### Exercise goal
Scan the listing and copy each line where the word "siding" is present.

::::

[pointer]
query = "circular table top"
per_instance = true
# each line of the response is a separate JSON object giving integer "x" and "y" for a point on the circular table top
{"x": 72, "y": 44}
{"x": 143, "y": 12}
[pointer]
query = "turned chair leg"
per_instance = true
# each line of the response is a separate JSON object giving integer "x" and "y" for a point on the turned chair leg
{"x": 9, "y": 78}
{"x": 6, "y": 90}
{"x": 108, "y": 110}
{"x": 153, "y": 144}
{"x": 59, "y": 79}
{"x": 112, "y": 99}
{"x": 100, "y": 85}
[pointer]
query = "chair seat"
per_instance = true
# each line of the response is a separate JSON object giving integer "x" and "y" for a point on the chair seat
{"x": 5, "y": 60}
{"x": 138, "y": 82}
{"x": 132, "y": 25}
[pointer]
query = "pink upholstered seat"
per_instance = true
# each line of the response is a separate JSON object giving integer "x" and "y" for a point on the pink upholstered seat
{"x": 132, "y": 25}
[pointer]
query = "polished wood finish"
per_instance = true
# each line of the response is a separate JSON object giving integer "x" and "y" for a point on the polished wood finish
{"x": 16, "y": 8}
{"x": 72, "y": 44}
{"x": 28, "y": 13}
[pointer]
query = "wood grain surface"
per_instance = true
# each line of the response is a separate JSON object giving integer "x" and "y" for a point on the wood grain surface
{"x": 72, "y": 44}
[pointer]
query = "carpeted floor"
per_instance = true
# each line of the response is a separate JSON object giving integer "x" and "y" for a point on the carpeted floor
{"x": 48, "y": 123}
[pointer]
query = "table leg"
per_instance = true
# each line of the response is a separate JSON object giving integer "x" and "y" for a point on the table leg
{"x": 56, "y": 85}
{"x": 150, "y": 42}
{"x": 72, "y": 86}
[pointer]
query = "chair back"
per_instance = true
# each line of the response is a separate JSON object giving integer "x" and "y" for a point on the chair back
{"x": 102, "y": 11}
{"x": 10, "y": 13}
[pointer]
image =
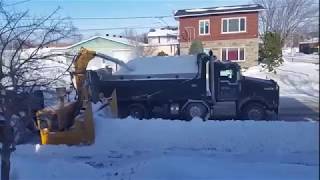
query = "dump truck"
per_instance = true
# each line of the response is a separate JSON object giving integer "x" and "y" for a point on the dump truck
{"x": 184, "y": 87}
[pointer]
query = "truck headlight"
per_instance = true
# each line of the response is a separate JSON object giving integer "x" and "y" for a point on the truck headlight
{"x": 174, "y": 109}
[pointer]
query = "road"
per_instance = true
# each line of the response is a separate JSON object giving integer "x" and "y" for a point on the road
{"x": 299, "y": 108}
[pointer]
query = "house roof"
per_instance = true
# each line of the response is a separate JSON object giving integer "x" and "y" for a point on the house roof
{"x": 218, "y": 10}
{"x": 163, "y": 33}
{"x": 121, "y": 40}
{"x": 312, "y": 40}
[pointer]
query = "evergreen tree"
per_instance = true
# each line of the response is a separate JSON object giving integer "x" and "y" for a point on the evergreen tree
{"x": 270, "y": 52}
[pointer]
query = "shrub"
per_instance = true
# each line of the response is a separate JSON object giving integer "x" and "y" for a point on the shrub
{"x": 270, "y": 52}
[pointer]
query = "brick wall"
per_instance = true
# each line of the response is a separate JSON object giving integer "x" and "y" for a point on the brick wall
{"x": 250, "y": 46}
{"x": 189, "y": 27}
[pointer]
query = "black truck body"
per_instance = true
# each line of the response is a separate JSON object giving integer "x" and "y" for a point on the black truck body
{"x": 185, "y": 96}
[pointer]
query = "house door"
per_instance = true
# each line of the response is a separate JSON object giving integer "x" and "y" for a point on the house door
{"x": 190, "y": 34}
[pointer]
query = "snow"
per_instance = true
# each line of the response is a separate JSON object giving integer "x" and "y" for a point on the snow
{"x": 164, "y": 149}
{"x": 196, "y": 10}
{"x": 292, "y": 77}
{"x": 221, "y": 8}
{"x": 161, "y": 65}
{"x": 174, "y": 149}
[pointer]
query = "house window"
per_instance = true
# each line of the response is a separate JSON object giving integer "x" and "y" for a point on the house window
{"x": 204, "y": 26}
{"x": 232, "y": 54}
{"x": 233, "y": 25}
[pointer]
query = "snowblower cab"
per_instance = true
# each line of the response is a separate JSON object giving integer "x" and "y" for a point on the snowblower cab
{"x": 72, "y": 122}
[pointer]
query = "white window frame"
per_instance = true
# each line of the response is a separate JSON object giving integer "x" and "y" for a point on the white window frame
{"x": 232, "y": 32}
{"x": 204, "y": 20}
{"x": 227, "y": 49}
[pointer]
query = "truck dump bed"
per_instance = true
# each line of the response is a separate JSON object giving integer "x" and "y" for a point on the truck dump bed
{"x": 154, "y": 77}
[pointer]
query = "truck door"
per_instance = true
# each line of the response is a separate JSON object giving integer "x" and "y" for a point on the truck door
{"x": 228, "y": 85}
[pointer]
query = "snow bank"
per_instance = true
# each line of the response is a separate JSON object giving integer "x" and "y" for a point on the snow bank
{"x": 161, "y": 65}
{"x": 223, "y": 136}
{"x": 129, "y": 148}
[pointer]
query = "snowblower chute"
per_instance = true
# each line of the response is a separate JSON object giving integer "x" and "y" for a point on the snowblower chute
{"x": 72, "y": 122}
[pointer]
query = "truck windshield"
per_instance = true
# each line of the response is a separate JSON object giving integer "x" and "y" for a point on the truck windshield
{"x": 228, "y": 75}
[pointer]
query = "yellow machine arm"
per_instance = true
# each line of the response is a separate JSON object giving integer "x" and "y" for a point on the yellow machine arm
{"x": 72, "y": 123}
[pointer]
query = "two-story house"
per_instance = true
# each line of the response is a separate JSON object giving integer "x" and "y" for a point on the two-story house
{"x": 231, "y": 32}
{"x": 163, "y": 39}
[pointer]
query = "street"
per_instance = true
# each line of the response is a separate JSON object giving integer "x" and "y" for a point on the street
{"x": 299, "y": 108}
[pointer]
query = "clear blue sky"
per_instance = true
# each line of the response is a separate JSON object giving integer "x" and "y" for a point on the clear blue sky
{"x": 117, "y": 8}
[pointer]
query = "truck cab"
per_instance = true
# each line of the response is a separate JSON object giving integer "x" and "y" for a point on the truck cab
{"x": 253, "y": 96}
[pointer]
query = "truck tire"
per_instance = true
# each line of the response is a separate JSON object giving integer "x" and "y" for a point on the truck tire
{"x": 137, "y": 111}
{"x": 195, "y": 110}
{"x": 254, "y": 111}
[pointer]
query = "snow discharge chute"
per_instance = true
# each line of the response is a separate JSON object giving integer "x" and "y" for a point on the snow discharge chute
{"x": 72, "y": 122}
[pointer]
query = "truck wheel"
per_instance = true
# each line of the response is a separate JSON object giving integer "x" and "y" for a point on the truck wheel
{"x": 195, "y": 110}
{"x": 254, "y": 111}
{"x": 137, "y": 111}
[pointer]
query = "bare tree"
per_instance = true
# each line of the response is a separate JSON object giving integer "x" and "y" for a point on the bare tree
{"x": 25, "y": 60}
{"x": 134, "y": 40}
{"x": 287, "y": 16}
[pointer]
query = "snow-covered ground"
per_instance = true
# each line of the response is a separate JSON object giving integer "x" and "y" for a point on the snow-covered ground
{"x": 160, "y": 149}
{"x": 299, "y": 87}
{"x": 164, "y": 149}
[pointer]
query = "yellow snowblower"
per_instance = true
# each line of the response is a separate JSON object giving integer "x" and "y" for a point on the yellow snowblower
{"x": 72, "y": 123}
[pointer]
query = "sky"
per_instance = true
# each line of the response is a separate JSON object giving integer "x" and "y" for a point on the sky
{"x": 115, "y": 8}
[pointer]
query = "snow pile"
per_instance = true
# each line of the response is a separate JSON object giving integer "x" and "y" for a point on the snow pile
{"x": 225, "y": 136}
{"x": 161, "y": 65}
{"x": 163, "y": 149}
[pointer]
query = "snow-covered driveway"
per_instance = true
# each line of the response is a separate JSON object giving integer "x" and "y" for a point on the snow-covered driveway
{"x": 159, "y": 149}
{"x": 299, "y": 89}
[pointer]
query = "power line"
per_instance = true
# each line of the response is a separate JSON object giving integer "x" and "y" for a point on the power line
{"x": 102, "y": 18}
{"x": 16, "y": 3}
{"x": 116, "y": 28}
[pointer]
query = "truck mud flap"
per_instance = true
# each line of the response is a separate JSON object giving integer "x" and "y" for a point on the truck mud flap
{"x": 114, "y": 104}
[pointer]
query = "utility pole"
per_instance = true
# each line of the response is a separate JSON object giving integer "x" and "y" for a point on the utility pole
{"x": 6, "y": 138}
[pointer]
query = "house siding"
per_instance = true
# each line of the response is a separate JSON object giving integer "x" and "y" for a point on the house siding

::::

### Exercise output
query = "house siding"
# each line of the response is a separate JSON object giving integer "x" and "y" for a point on the house siding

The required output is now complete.